** PAGE EXCERPT **
***

PAR Lecture 19, Thu Mar 30

1   Intel Xeon Phi 7120A

1.1   In general

  1. The Xeon Phi is Intel's brand name for their MIC (for Many Integrated Core Architecture).

  2. The 7120a is Intel's Knights Landing (1st generation) MIC architecure, launched in 2014.

  3. It has 61 cores running about 244 threads clocked at about 1.3GHz.

    Having several threads per core helps to overcome latency in fetching stuff.

  4. It has 16GB of memory accessible at 352 GB/s, 30BM L2 cache, and peaks at 1TFlops double precision.

  5. It is a coprocessor on a card accessible from a host CPU on a local network.

  6. It is intended as a supercomputing competitor to Nvidia.

  7. The mic architecture is quite similar to the Xeon.

  8. However executables from one don't run on the other, unless the source was compiled to include both versions in the executable file.

  9. The mic has been tuned to emphasize floating performance at the expense of, e.g., speculative execution.

    This helps to make it competitive with Nvidia, even though Nvidia GPUs can have many more cores.

  10. Its OS is busybox, an embedded version of linux.

***

Data extracted from a collection
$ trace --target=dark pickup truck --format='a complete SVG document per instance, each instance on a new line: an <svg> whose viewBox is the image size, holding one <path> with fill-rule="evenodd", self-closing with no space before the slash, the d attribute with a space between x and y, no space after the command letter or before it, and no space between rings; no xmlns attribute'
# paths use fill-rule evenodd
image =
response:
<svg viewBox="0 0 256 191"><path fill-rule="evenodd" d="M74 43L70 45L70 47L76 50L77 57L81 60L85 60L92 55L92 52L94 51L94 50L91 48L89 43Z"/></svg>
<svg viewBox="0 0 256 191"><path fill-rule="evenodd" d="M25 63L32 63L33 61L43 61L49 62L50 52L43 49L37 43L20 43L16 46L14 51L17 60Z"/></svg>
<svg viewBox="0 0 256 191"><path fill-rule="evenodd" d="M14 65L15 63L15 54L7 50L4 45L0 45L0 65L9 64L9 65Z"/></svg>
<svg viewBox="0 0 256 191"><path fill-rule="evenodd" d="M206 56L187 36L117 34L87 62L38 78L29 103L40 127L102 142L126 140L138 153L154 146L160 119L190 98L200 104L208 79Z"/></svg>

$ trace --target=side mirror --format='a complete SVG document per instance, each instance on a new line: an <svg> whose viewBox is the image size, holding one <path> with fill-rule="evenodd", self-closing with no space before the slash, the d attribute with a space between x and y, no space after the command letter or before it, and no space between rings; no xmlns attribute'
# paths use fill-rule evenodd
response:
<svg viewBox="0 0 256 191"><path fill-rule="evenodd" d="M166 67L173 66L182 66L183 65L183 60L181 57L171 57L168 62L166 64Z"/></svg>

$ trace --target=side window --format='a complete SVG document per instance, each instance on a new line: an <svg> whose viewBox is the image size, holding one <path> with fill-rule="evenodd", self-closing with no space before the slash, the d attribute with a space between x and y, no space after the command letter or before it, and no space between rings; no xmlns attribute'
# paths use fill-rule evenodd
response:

***

** COMPLETE THE FOLLOWING **
[a] Print the part of the Xeon Phi lecture notes starting at "5. It is a coprocessor" and ending at "many more cores.".
[b] Leaving out the L2 cache figure, list each numerical specification of the 7120A given in points 3 and 4 of the Xeon Phi lecture notes.
[c] Pick up the Xeon Phi lecture notes after point 10 and keep writing them.

** THE ANSWERS **
[a]
5. It is a coprocessor on a card accessible from a host CPU on a local network.

  6. It is intended as a supercomputing competitor to Nvidia.

  7. The mic architecture is quite similar to the Xeon.

  8. However executables from one don't run on the other, unless the source was compiled to include both versions in the executable file.

  9. The mic has been tuned to emphasize floating performance at the expense of, e.g., speculative execution.

    This helps to make it competitive with Nvidia, even though Nvidia GPUs can have many more cores.

[b]
61 cores
about 244 threads
about 1.3GHz clock speed
16GB of memory
352 GB/s memory access
1TFlops double precision peak

[c]
  11. The SW is called MPSS (Manycore Platform Software Stack).

  12. The mic can be integrated with the host in various ways that I haven't (yet) implemented.

    1. Processes on the host can execute subprocesses on the device, as happens with Nvidia CUDA.
    2. E.g., OpenMP on the host can run parallel threads on the mic.
    3. The mic can page virtual memory from the host.
  13. The fastest machine on top500.org a few years ago used Xeon Phi cards.

    The 2nd used Nvidia K20 cards, and the 3rd fastest was an IBM Bluegene.

    So, my course lets you use the 2 fastest architectures, and there's another course available at RPI for the 3rd.

  14. Information:

    1. https://en.wikipedia.org/wiki/Xeon_Phi
    2. http://ark.intel.com/products/80555/Intel-Xeon-Phi-Coprocessor-7120A-16GB-1_238-GHz-61-core
    3. http://www.intel.com/content/www/us/en/products/processors/xeon-phi/xeon-phi-processors.html
    4. http://www.intel.com/content/www/us/en/architecture-and-technology/many-integrated-core/intel-many-integrated-core-architecture.html
    5. https://software.intel.com/en-us/articles/intel-manycore-platform-software-stack-mpss
    6. https://pleiades.ucsc.edu/hyades/MIC_QuickStart_Guide

1.2   parallel.ecse's mic

  1. The hostname (of this particular MIC) is parallel-mic0 or mic0.

  2. The local filesystem is in RAM and is reinitialized when mic0 is rebooted.

  3. Parallel:/home and /parallel-class are NFS exported to mic0.

  4. /home can be used to move files back and forth.

  5. All the user accounts on parallel were given accounts on mic0.

  6. You can ssh to mic0 from parallel.

  7. Your current parallel ssh key pair should work.

  8. Your parallel login password as of a few days ago should work on mic0.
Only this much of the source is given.